■ Trabalho solicitado:
• A. De acordo com o trecho citado, quem dirigiu os dois episódios analisados?
• B. Prossiga com a crítica sobre Ascension of the Cybermen e The Timeless Children, começando após a última frase do trecho citado.

■ Trecho citado:
/---

Eu ainda não sei o que pensar direito desses episódios. As mudanças que aconteceram nessa temporada, nesse final de 12º ano da Nova Série simplesmente me deixaram sem saber que caminho de pensamento tomar. Minha posição geral em relação a todo é a seguinte: eu gostei bastante. Mas confesso que também estou (paradoxalmente) incomodado.

Vou começar pelo mais fácil: a execução da ideia. Como ambos os episódios foram dirigidos por Jamie Magnus Stone e inteiramente escritos por Chris Chibnall, fica mais fácil fazer uma análise de unidade conceitual e estética. Dito isto, devo começar dizendo que eu gostei mais de Ascension of the Cybermen do que de The Timeless Children. O primeiro episódio dessa dupla final nos ofereceu uma interessantíssima base de ação, fez os Cybermen (enfim!) parecerem amedrontadores novamente e colocou a Doutora e seus companheiros em ação logo nos primeiros minutos do episódio. Uma ótima construção de ameaça e apresentação de mistérios que seriam retomados em seguida, como a intrigante realidade de Brendan e a barreira no misterioso planeta que ligava-se a Gallifrey, por exemplo.

\---

[Itens armazenados de uma coleção]
/---

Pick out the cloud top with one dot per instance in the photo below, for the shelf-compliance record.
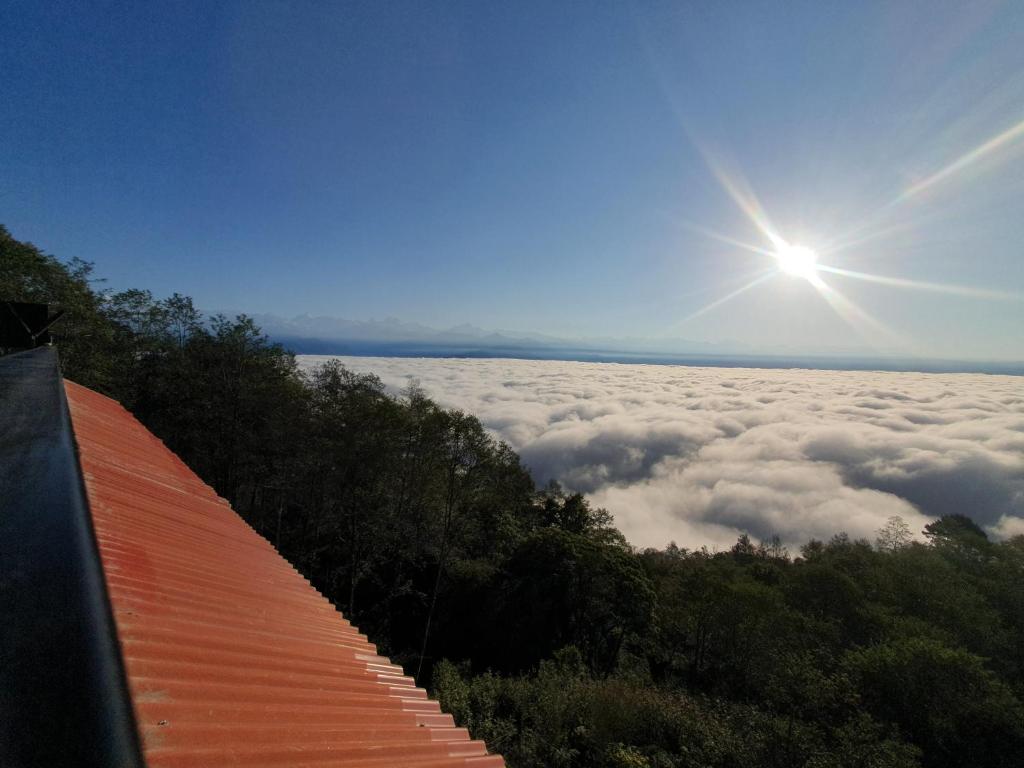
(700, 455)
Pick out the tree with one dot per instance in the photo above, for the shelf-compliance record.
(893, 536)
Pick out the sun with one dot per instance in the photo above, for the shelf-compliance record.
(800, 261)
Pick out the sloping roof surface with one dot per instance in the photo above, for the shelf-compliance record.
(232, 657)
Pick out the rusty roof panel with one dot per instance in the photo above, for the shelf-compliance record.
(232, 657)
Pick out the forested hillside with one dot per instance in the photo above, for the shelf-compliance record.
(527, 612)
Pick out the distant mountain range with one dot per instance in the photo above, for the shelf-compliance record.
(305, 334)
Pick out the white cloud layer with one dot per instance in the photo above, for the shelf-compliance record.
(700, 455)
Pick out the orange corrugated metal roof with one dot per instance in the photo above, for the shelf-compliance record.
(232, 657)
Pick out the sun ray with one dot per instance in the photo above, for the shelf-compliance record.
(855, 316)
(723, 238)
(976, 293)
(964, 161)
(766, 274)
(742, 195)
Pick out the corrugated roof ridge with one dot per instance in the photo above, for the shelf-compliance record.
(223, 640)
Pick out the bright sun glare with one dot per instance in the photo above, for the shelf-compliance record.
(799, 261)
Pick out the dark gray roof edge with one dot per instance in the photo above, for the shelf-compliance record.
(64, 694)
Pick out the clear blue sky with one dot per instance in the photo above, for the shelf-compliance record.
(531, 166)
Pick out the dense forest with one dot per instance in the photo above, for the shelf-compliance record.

\---
/---

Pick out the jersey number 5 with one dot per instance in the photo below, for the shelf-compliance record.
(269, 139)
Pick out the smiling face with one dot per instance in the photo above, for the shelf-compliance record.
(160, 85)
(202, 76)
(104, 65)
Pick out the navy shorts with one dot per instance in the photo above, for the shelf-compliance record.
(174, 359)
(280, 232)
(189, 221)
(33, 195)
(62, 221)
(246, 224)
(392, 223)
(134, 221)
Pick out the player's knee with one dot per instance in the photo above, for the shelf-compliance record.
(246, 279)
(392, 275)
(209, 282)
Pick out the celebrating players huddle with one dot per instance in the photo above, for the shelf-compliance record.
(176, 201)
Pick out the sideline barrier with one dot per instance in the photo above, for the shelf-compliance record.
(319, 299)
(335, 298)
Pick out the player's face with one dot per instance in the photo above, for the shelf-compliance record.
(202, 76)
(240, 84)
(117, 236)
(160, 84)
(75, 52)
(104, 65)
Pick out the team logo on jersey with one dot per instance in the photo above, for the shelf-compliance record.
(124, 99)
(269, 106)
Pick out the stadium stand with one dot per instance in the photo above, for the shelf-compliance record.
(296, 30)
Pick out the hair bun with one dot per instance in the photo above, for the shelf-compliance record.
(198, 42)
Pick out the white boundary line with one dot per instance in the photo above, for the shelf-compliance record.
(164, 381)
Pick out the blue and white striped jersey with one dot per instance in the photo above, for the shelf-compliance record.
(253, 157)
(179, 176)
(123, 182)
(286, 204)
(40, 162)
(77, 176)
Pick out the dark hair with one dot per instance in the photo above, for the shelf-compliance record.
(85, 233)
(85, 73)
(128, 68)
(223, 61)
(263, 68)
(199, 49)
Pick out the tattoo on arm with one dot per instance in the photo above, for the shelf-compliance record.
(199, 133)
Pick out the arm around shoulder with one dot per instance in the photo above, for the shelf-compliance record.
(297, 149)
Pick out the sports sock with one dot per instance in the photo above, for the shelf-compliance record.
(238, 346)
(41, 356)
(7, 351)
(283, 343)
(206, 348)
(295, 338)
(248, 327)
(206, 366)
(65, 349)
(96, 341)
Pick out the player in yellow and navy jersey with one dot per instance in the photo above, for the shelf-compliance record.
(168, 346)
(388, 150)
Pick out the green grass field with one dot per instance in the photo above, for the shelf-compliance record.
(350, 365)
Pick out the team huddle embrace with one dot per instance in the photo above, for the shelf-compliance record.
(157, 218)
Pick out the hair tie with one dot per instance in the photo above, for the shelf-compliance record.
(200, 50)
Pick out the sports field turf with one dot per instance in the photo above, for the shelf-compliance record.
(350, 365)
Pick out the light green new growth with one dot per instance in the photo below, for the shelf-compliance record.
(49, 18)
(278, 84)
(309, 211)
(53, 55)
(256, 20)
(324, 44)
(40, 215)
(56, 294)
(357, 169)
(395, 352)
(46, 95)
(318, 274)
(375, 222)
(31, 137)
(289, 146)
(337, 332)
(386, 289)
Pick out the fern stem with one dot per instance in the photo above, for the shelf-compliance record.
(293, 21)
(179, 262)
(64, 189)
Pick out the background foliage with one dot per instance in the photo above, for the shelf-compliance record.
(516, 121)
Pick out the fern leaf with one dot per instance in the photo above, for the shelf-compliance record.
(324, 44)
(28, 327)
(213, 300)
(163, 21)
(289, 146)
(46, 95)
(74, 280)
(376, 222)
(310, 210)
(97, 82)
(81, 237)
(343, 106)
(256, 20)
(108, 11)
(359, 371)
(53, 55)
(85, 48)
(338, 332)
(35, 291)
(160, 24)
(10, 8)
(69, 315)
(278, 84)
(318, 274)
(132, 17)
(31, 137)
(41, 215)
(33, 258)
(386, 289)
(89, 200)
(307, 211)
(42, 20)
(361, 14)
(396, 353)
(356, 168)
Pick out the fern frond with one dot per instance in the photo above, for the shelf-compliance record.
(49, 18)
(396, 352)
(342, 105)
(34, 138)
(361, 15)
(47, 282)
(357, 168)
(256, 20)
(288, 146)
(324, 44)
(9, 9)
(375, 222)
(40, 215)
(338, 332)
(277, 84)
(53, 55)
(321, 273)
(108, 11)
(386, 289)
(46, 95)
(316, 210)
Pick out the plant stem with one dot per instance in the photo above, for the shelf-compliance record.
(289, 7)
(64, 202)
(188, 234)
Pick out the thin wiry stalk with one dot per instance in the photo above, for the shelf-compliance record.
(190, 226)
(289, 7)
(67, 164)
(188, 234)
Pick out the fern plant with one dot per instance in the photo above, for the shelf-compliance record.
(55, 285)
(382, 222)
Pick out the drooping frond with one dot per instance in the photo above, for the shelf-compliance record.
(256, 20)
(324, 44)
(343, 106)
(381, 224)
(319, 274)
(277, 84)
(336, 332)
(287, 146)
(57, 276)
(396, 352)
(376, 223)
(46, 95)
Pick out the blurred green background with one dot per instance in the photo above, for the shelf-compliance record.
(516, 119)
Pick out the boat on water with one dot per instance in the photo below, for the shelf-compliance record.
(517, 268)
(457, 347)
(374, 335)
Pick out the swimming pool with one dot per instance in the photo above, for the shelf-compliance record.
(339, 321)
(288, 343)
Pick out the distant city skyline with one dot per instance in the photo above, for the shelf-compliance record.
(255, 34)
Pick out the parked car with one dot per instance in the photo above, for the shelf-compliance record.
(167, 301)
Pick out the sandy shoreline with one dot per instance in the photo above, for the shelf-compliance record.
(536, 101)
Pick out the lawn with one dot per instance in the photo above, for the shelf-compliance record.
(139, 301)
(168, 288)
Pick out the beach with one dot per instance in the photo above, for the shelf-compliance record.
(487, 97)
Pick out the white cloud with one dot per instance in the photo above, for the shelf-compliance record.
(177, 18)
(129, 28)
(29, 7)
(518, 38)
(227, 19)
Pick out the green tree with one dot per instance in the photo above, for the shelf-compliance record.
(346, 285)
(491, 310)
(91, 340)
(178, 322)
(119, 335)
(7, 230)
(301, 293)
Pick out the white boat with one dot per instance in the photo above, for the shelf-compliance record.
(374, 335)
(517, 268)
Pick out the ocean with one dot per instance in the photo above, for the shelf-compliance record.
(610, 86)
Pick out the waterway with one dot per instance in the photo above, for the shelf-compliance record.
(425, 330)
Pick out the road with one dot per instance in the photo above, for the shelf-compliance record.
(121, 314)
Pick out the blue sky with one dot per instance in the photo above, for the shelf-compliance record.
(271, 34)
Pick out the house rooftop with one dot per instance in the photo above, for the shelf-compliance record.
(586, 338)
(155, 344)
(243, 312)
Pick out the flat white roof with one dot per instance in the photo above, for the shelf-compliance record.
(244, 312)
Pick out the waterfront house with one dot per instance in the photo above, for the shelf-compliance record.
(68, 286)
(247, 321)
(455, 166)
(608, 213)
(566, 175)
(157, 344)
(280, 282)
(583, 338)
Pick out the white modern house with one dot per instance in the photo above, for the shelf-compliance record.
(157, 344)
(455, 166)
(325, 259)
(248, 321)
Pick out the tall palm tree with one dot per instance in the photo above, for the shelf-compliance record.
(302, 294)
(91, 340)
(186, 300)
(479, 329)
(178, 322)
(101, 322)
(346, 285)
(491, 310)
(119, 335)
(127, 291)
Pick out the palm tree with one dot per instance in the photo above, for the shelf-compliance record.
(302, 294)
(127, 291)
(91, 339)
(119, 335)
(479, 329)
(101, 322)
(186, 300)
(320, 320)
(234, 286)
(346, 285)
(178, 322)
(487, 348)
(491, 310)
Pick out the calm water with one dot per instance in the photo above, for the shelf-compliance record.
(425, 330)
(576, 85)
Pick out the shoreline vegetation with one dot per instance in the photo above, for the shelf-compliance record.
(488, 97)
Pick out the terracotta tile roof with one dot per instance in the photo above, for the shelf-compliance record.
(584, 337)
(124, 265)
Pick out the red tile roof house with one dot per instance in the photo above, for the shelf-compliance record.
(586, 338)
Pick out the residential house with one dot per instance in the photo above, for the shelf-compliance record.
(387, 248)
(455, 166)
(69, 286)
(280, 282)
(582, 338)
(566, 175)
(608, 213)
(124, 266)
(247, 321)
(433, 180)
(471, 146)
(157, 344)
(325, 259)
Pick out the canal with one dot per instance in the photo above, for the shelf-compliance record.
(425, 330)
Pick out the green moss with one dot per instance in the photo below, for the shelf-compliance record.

\---
/---

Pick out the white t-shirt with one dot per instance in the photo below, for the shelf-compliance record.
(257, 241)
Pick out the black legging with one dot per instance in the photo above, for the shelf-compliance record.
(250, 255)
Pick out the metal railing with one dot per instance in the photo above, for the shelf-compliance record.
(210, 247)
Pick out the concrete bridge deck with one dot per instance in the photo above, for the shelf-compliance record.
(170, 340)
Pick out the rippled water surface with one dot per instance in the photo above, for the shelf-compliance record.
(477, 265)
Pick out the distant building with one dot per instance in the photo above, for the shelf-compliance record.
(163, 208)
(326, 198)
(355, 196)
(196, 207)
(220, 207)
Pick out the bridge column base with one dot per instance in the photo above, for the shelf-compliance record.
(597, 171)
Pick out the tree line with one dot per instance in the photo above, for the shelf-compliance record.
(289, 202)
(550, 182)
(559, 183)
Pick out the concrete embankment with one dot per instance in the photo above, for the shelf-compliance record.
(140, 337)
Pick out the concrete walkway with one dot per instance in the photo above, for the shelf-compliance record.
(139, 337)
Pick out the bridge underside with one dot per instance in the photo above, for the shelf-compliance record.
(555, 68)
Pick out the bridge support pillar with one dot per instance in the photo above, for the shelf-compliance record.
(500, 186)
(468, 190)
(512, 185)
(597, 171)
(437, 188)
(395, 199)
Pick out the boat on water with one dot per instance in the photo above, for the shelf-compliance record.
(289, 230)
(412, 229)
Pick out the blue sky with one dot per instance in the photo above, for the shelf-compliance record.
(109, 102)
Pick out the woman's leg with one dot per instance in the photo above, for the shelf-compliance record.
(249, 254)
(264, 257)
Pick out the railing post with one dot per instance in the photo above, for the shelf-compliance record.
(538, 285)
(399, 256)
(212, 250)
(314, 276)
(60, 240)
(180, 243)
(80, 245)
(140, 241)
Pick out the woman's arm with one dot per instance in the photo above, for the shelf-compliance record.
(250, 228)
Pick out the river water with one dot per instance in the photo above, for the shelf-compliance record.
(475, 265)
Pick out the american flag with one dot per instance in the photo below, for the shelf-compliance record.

\---

■ Respostas por item:
• A. Jamie Magnus Stone.

• B.
Em The Timeless Children, as coisas são decisivas e há muito o que processar. Em termos de abordagem, o episódio é ótimo. Existem momentos, especialmente quando novidades ou resoluções devem ser apresentadas, que o roteiro precisa ser didático ou pelo menos o mais claro possível no encadeamento das coisas, algo que este final de temporada nos traz. Não há a tentativa de ser diferentão em termos de composição do tempo e, tirando um aspecto dos diálogos (o Mestre o tempo inteiro chamando a atenção para o fato de que Gallifrey estava destruído) a interação entre os personagens também é algo que funciona de modo aplaudível aqui. Jodie Whittaker tem mais uma ótima oportunidade de se mostrar no papel, mas não tem jeito, quem brilha do começo ao fim aqui é Sacha Dhawan com esse insano, psicoticamente emotivo e maligno Mestre.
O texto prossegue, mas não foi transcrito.